### Written request
Format the lines from the one containing "compact form (190,349)." through the end of the items as a numbered list, leaving out any blank lines.

### Information supplied
— start —

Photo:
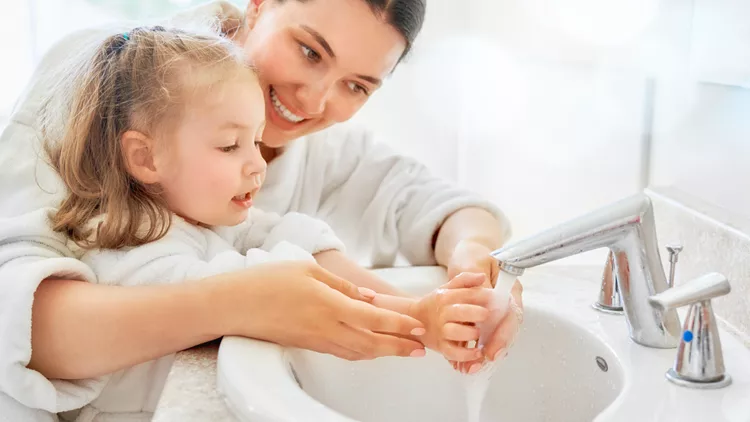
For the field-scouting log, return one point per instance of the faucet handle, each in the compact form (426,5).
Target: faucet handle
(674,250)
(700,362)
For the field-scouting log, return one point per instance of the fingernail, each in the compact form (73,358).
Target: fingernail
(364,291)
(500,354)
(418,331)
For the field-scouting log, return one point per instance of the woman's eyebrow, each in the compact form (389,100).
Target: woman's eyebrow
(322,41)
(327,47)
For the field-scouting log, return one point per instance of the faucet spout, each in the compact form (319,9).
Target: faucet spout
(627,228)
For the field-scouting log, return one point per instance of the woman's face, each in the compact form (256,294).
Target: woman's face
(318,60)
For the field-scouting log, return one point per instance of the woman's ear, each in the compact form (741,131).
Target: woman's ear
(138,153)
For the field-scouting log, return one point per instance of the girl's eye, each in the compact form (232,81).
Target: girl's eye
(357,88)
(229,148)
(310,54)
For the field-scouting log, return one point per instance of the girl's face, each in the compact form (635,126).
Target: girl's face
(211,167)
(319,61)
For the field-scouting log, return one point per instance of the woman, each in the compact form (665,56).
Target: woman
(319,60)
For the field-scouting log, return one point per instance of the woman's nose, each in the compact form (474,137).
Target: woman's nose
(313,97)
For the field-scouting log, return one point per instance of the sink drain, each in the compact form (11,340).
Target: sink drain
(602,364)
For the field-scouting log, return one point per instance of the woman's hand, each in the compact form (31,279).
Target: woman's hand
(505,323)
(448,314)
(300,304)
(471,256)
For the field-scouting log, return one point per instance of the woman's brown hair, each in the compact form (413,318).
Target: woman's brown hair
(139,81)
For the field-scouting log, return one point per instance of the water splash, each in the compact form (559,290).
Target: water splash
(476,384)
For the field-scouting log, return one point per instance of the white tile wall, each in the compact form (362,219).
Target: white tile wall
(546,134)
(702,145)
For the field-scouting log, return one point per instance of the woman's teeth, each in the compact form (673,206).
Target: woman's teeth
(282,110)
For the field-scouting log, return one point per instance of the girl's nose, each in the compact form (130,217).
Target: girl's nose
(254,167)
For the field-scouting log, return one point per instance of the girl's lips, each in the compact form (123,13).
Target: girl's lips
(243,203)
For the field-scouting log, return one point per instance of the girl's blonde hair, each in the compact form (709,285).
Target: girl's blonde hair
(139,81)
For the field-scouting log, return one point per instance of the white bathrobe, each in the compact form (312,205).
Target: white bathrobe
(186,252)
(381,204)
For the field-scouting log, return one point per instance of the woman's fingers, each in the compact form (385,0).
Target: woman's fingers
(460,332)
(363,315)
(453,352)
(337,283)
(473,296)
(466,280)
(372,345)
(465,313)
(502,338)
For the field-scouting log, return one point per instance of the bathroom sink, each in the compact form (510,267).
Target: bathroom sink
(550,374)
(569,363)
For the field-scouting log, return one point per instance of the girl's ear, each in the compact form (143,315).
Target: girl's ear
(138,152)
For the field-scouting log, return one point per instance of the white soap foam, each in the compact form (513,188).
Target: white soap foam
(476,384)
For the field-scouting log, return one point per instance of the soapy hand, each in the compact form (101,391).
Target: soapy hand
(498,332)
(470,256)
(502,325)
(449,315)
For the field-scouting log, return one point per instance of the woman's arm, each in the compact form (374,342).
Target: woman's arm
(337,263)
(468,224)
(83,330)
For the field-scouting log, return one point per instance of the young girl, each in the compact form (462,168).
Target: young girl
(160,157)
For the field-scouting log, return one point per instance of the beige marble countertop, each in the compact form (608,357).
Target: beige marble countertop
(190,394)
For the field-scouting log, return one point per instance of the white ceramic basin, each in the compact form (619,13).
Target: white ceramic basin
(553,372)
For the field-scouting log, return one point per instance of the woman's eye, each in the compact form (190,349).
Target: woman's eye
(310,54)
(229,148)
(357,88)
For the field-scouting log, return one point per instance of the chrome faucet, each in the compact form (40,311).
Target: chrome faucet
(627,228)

— end —

### Task result
1. For the field-scouting log, return one point per instance of the woman's eye, each in the compact form (190,349).
2. Target: woman's eye
3. (310,54)
4. (229,148)
5. (357,88)
6. For the field-scouting log, return one point per instance of the chrome faucet, each in the compact form (40,311).
7. Target: chrome faucet
8. (627,228)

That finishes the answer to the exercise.